### Source excerpt ###

Making Room For Joy

From Issue 111 — Children of the Urf

Joy is not always loud. Sometimes it arrives like sunlight, quiet, ordinary, and somehow enough to soften the sharp edges of a hard day. I used to think joy was something you found after you earned it, after the checklist, after the milestone, after the next accomplishment. Over time, I have learned something simpler and far more freeing, joy is something we can practice, and we can build spaces that help it find us.

When life has felt heaviest for me, I have returned to what is still available. Not the grand plan, not the perfect timing, just what is true in the moment. There was a season when I stopped asking, “What am I missing?” and started asking, “What do I have?” And my answer was the same every morning, I had the sun. The sun made me smile every single day. It reminded me that even in the darkest moments, light returns. That is not poetry to me, it is a pathway back to myself.

Staying rooted, for me, has always meant staying close to nature. Not as a luxury, but as a practice. A few minutes outside, a hand on the bark of a tree, the pause you take when wind moves through branches, these are small acts, but they recalibrate something in the body. They return you to your senses, they widen your breath, they invite your shoulders to drop. They make space.

That same intention guided a decision we made at Dr. Hauschka Skincare USA when we created our home office. In 2018, we bought an old church and reimagined it as a workplace built for openness, collaboration, and care. As the space transformed, I kept thinking about what it feels like to move through a day without a window, without a glance of the outdoors, without that simple reminder that the world is bigger than your inbox.

So, we designed the office so every person could see outside. Every seat has a window. Every person has access to nature with a single lift of the eyes. It is a small structural choice with a human impact. It says, “You belong here, and you deserve light.”

We also reclaimed and repurposed the old wooden pews from the church, honoring their history instead of discarding it. We used the wood to adorn our walls, a reminder that beauty can be carried forward, that what once held people in community can still hold us, even differently. That is part of what joy looks like to me, respect for what has been, care for what is, and attention to what might still become. It took a village to realize this type of vision, and I have to thank my dear friend and architect, Everardo Garcia. His guidance and intuitive skills reinforced the idea that we can imagine and create beautiful spaces for community and gathering.

This understanding deepened during a conversation I had on The Giving Garden Podcast with Dr. Emiliana Simon-Thomas, the Science Director of the Greater Good Science Center at UC Berkeley, and one of the leading researchers on compassion, gratitude, and prosocial happiness. She said something that stayed with me, joy is not something we simply stumble into, it is something we cultivate through connection, kindness, and meaningful relationships.

###

## Request A
According to the essay on making room for joy, in what year was the old church bought and turned into an office?
## Request B
Reproduce the stretch of the listing from its first line through the line containing "xmin=546 ymin=459 xmax=946 ymax=494", both included.

### The data ###

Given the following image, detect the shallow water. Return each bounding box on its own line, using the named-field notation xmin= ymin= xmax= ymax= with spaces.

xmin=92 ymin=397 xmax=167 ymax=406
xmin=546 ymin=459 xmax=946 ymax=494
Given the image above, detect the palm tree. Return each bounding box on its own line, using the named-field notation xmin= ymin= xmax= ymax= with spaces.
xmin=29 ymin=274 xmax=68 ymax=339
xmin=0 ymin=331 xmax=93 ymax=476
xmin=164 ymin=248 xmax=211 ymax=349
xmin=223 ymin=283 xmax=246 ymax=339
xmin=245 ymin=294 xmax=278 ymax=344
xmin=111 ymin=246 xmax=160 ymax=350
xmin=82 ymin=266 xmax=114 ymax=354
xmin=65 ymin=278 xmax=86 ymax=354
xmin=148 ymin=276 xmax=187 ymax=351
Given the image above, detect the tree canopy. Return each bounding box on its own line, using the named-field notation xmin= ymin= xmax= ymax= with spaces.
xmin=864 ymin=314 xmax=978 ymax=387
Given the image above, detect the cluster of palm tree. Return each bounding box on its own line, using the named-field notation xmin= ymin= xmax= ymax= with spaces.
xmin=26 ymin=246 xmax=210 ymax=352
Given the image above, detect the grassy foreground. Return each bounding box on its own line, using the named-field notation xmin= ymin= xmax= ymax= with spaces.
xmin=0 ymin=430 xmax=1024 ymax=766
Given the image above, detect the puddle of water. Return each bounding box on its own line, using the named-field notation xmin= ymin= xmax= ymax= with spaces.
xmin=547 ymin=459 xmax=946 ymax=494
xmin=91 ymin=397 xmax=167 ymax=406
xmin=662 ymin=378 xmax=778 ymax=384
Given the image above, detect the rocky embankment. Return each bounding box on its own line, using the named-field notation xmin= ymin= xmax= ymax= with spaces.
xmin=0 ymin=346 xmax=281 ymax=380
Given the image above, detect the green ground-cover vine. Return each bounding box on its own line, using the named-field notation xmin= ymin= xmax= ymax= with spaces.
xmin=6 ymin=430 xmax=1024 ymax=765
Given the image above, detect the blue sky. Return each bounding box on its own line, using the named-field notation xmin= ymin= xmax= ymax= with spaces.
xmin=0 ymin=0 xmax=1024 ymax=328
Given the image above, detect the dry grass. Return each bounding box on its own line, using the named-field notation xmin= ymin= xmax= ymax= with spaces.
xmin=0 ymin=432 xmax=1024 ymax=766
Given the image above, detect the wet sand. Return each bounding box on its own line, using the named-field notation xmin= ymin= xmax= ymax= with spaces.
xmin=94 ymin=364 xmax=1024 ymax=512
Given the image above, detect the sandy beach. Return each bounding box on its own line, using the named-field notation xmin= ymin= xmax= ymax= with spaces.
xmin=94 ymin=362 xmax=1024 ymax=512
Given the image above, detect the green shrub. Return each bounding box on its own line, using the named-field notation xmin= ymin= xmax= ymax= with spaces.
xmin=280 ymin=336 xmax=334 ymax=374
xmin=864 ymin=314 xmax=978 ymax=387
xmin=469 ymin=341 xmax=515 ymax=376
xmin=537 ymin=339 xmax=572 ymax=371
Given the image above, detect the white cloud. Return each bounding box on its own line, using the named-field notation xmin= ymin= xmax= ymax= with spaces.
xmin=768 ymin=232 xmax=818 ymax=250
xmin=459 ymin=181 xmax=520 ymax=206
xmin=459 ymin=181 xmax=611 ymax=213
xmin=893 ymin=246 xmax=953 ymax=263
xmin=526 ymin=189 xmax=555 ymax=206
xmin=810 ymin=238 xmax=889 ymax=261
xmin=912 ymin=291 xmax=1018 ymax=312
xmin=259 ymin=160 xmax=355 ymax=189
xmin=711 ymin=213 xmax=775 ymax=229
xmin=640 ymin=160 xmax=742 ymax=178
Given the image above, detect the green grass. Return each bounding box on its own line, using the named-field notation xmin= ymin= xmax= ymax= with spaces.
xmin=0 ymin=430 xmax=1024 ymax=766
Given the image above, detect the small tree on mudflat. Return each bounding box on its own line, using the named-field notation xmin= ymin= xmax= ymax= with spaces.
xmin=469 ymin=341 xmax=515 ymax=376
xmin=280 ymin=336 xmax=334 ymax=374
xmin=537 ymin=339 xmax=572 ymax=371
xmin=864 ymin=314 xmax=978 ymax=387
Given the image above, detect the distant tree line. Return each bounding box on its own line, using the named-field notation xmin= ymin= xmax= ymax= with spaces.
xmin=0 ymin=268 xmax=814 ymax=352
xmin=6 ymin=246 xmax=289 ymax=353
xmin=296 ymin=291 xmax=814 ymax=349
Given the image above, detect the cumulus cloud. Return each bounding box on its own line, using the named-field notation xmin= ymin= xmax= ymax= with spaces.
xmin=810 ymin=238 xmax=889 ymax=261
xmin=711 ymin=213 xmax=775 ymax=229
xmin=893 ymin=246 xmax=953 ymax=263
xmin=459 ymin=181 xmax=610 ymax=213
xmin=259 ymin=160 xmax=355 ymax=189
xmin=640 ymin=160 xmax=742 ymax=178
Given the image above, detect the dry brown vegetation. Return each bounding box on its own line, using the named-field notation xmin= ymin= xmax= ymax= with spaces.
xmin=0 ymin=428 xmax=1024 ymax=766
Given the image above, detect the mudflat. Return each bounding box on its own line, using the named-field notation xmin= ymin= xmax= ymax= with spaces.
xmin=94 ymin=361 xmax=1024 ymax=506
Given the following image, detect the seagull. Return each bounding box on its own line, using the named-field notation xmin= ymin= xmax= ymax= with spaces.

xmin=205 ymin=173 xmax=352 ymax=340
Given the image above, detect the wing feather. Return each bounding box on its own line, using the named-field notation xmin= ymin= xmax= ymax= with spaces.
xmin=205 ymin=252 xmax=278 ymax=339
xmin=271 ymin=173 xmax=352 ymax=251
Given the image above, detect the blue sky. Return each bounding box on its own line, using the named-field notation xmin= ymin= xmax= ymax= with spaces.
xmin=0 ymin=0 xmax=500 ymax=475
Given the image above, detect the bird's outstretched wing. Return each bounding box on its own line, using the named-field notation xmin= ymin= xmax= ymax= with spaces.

###

## Exercise result A
2018

## Exercise result B
Given the following image, detect the shallow water. Return each bounding box on its own line, using the named-field notation xmin= ymin= xmax= ymax= with spaces.

xmin=92 ymin=397 xmax=167 ymax=406
xmin=546 ymin=459 xmax=946 ymax=494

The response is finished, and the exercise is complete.